__EXERCISE PASSAGE__
But the little boy was slow to speak, and cautious with other children. He was very, very good - except when he had violent temper tantrums. Despite being bright, he couldn't colour in a picture or write his name. "It all pointed to a lack of confidence and a bit of insecurity," says Nancy Osborn. "They consulted me and his mother, and felt maybe he could do with a bit of help."

How did she explain it to the child?

"They call her a special friend. They don't say you're going to have psychoanalysis, just that you're going each day to talk and play." Sometimes Colin didn't want to go but they stuck with it, going four days a week for two years. His grandmother is sure it was worth it. "He seems such a well-balanced, well-adjusted child, and such a nice companion," she says. "But I think if we hadn't had that help, he would have been more anxious and insecure. Quite definitely I can say that therapy has helped him." Colin is now doing well in a mainstream school.

The process of psychoanalysis with children - as with adults - involves the analyst reflecting the patient's view of the world back to them, but with more light let in. Children, like adults, can be helped to understand themselves, says Julia Fabricius. "A lot of people do not know what they're feeling. Just to be able to know it and name it is a great gain. If you can go farther and understand why you are feeling it, so much the better."

In Colin's case, the main causes of his disturbance seem fairly clear. But it is not always the case. "People tend to think that small children are happy," says Rose Edgcumbe. "They can understand that abused or neglected children may have difficulties, but they don't expect it of ordinary children in ordinary families."

There was no obvious reason why Chloe Goodman (not her real name) by the age of three didn't sleep, wouldn't feed herself and was reluctant to socialise with other children at nursery school. The nursery suggested an educational psychologist but her mother took Chloe for assessment at the Anna Freud Centre, where staff recommended full psychoanalysis. "I panicked," says Deborah Goodman. "I think because it was five days a week, I was shocked. But that's how they work with children, to build a relationship and give continuity."

Mrs Goodman didn't discuss her daughter's intensive therapy with friends. "I found that the response is that people are very scared to see that they may have a part to play in their children's development. They would rather the child was diagnosed with an illness than with an emotional difficulty."

But she took Chloe every weekday for more than a year, for sessions which she did not sit in on. "I know she did a lot of playing and drawing, and played a lot with little figures. I had a sense that she was coming out feeling very happy and relaxed."

__INFORMATION PROVIDED__
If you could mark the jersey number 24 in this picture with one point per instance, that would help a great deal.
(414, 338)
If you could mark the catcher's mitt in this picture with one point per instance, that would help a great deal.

__WORK REQUEST__
In the article on child psychoanalysis, print the section that opens with the words containing "How did she" and closes with "a mainstream school.", word for word.

__RESPONSE TO THE EXERCISE__
How did she explain it to the child?

"They call her a special friend. They don't say you're going to have psychoanalysis, just that you're going each day to talk and play." Sometimes Colin didn't want to go but they stuck with it, going four days a week for two years. His grandmother is sure it was worth it. "He seems such a well-balanced, well-adjusted child, and such a nice companion," she says. "But I think if we hadn't had that help, he would have been more anxious and insecure. Quite definitely I can say that therapy has helped him." Colin is now doing well in a mainstream school.